══ Input records ══

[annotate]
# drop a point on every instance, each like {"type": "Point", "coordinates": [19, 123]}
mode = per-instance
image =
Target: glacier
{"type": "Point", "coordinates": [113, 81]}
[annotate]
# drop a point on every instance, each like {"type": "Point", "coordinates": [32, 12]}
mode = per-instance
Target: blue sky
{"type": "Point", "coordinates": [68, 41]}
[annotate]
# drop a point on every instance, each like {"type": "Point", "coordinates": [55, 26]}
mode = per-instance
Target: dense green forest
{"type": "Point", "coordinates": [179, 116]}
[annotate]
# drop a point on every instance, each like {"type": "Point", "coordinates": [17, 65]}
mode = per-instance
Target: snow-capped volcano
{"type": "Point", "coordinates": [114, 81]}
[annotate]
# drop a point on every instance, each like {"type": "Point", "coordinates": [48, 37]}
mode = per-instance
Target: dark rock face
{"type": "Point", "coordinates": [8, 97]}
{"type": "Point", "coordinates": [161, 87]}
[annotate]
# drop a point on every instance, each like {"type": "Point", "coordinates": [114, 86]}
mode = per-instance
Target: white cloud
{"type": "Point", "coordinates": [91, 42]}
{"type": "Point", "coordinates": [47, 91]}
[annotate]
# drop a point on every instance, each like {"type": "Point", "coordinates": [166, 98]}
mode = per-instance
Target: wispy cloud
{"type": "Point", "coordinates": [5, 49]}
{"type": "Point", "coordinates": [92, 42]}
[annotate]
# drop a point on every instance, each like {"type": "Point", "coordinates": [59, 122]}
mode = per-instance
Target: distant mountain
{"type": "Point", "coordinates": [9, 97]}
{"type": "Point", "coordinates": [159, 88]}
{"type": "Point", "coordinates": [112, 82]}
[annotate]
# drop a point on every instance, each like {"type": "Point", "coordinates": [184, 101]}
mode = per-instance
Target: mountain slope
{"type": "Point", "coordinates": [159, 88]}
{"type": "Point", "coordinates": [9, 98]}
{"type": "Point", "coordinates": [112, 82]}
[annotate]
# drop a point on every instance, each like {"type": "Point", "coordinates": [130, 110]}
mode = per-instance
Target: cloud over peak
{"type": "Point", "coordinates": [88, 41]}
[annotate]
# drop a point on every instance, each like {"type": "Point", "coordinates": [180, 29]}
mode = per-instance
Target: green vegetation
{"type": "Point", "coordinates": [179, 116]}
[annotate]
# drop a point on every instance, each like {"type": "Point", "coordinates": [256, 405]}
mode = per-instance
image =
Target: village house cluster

═══

**Task goal:** Take the entries above and transcribe them in full.

**Reply:**
[annotate]
# drop a point on every instance, each like {"type": "Point", "coordinates": [19, 123]}
mode = per-instance
image =
Target: glacier
{"type": "Point", "coordinates": [113, 81]}
[annotate]
# drop a point on every instance, each like {"type": "Point", "coordinates": [32, 12]}
mode = per-instance
Target: blue sky
{"type": "Point", "coordinates": [68, 41]}
[annotate]
# drop a point on every instance, each like {"type": "Point", "coordinates": [55, 26]}
mode = per-instance
Target: dense green forest
{"type": "Point", "coordinates": [179, 116]}
[annotate]
# drop a point on every instance, each like {"type": "Point", "coordinates": [17, 65]}
mode = per-instance
Target: snow-capped volcano
{"type": "Point", "coordinates": [114, 81]}
[annotate]
# drop a point on every instance, each like {"type": "Point", "coordinates": [48, 37]}
mode = per-instance
Target: dark rock face
{"type": "Point", "coordinates": [8, 97]}
{"type": "Point", "coordinates": [161, 87]}
[annotate]
# drop a point on every instance, each like {"type": "Point", "coordinates": [114, 86]}
mode = per-instance
Target: white cloud
{"type": "Point", "coordinates": [91, 42]}
{"type": "Point", "coordinates": [47, 91]}
[annotate]
# drop a point on every instance, each like {"type": "Point", "coordinates": [166, 98]}
mode = per-instance
Target: wispy cloud
{"type": "Point", "coordinates": [5, 49]}
{"type": "Point", "coordinates": [92, 42]}
[annotate]
# drop a point on every instance, each like {"type": "Point", "coordinates": [59, 122]}
mode = per-instance
Target: distant mountain
{"type": "Point", "coordinates": [9, 97]}
{"type": "Point", "coordinates": [159, 88]}
{"type": "Point", "coordinates": [112, 82]}
[annotate]
# drop a point on every instance, each like {"type": "Point", "coordinates": [184, 101]}
mode = per-instance
Target: mountain slope
{"type": "Point", "coordinates": [159, 88]}
{"type": "Point", "coordinates": [9, 98]}
{"type": "Point", "coordinates": [112, 82]}
[annotate]
# drop a point on every instance, each like {"type": "Point", "coordinates": [130, 110]}
mode = per-instance
Target: cloud over peak
{"type": "Point", "coordinates": [88, 41]}
[annotate]
# drop a point on every instance, each like {"type": "Point", "coordinates": [180, 29]}
mode = per-instance
Target: green vegetation
{"type": "Point", "coordinates": [179, 116]}
[annotate]
# drop a point on every instance, each like {"type": "Point", "coordinates": [256, 405]}
mode = per-instance
image =
Target: village house cluster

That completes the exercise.